Provided text
START
Adventure drags our heroine all over the map of fantasyland while giving her the opportunity to use her smarts.
Elisa—Princess Lucero-Elisa de Riqueza of Orovalle—has been chosen for Service since the day she was born, when a beam of holy light put a Godstone in her navel. She's a devout reader of holy books and is well-versed in the military strategy text Belleza Guerra, but she has been kept in ignorance of world affairs. With no warning, this fat, self-loathing princess is married off to a distant king and is embroiled in political and spiritual intrigue. War is coming, and perhaps only Elisa's Godstone—and knowledge from the Belleza Guerra—can save them. Elisa uses her untried strategic knowledge to always-good effect. With a character so smart that she doesn't have much to learn, body size is stereotypically substituted for character development. Elisa’s "mountainous" body shrivels away when she spends a month on forced march eating rat, and thus she is a better person. Still, it's wonderfully refreshing to see a heroine using her brain to win a war rather than strapping on a sword and charging into battle.
END
Information provided
START
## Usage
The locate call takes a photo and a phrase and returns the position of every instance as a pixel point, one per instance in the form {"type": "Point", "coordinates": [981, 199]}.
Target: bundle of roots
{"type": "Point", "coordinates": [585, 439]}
END
The request
In the book review, what military strategy text is Elisa said to be well-versed in? Rely solely on the book review and not on the data.

The output
Belleza Guerra